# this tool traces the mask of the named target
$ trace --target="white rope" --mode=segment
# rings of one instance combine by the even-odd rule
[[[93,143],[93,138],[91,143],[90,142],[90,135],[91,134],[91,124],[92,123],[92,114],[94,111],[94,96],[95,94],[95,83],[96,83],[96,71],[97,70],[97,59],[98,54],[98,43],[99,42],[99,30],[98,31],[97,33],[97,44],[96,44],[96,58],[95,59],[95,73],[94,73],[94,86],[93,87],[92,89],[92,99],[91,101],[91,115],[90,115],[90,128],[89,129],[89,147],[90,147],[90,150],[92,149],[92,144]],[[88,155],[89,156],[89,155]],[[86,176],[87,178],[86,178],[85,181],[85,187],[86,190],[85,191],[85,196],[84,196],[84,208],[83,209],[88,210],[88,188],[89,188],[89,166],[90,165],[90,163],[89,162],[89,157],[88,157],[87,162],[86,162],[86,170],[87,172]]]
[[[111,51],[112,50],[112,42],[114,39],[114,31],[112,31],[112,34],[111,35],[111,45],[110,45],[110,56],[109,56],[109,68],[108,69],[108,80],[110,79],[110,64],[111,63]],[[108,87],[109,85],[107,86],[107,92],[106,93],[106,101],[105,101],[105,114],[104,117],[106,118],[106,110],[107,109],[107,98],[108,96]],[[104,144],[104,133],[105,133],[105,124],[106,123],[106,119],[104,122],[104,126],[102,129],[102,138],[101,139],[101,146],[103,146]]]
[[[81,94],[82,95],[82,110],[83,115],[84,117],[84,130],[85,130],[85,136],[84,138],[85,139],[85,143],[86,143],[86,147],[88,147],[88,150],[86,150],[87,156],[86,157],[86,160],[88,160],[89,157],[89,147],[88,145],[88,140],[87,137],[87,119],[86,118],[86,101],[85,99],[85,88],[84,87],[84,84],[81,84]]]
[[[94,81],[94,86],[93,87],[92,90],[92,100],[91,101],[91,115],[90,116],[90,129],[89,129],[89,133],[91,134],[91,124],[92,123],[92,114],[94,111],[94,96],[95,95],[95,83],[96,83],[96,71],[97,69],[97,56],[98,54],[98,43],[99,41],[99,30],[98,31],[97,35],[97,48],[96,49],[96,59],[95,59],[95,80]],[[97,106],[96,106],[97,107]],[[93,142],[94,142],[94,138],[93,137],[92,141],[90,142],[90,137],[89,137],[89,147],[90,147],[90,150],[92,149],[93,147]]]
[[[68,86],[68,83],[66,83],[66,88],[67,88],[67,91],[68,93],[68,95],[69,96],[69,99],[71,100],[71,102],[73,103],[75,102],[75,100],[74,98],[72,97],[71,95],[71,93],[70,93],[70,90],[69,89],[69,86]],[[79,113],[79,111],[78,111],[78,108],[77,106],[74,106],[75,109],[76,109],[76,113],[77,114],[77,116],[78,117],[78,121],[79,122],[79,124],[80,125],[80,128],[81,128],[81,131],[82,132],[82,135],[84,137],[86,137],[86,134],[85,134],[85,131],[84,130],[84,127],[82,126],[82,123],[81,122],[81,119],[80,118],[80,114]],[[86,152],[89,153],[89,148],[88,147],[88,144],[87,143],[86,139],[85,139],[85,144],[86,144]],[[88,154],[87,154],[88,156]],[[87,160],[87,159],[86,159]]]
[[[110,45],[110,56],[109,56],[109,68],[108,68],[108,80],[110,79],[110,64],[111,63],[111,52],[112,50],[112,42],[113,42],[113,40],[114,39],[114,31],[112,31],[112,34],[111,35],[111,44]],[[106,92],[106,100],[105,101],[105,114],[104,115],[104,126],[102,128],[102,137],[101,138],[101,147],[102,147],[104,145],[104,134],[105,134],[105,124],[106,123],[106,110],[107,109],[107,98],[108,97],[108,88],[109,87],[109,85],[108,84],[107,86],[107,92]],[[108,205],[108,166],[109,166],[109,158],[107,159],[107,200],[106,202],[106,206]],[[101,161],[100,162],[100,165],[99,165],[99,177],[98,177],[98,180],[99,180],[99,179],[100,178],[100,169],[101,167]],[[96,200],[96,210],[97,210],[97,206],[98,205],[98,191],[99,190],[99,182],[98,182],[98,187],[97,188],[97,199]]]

**********

> GOAL OF THE EXERCISE:
Copy out word for word everything from the start of the records down to and including the line that contains "# rings of one".

> RESULT OF THIS TASK:
# this tool traces the mask of the named target
$ trace --target="white rope" --mode=segment
# rings of one instance combine by the even-odd rule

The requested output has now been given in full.